Records from a point annotation dataset
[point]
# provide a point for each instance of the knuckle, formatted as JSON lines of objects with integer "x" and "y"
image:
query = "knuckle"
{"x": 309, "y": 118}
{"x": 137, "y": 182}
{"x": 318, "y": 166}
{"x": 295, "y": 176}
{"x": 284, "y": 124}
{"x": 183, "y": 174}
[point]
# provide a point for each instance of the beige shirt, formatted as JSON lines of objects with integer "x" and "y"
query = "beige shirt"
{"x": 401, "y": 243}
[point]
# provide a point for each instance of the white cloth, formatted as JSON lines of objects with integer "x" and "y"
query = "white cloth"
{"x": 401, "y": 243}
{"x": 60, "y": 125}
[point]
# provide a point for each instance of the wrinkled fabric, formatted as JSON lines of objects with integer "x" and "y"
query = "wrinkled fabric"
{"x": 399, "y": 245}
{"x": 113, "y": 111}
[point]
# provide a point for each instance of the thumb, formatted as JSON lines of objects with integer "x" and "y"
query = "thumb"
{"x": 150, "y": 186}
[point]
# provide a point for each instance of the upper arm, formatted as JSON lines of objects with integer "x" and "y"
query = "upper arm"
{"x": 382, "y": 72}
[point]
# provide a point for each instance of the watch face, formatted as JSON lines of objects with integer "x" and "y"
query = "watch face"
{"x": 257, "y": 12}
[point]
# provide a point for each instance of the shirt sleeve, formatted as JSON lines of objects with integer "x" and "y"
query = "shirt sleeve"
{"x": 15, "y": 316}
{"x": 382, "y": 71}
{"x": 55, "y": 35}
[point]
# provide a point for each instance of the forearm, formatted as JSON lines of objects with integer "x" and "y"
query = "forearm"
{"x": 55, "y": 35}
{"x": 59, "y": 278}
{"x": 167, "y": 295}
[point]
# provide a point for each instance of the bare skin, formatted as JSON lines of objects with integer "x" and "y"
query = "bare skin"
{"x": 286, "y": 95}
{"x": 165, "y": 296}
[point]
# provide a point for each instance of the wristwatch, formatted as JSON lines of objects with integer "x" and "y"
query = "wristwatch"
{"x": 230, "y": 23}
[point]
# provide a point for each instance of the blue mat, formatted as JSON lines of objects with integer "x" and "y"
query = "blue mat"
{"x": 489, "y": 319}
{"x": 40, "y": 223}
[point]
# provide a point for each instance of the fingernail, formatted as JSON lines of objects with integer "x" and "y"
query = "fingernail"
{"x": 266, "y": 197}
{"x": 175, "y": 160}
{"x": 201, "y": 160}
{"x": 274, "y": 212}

#### Aim of the task:
Please extract each line of the records above that contains the string "fingernail". Case counts, so only lines with that exact capitalization qualify.

#### Task result:
# provide a point for each instance of the fingernail, formatted as JSON lines of objects with integer "x" and "y"
query = "fingernail"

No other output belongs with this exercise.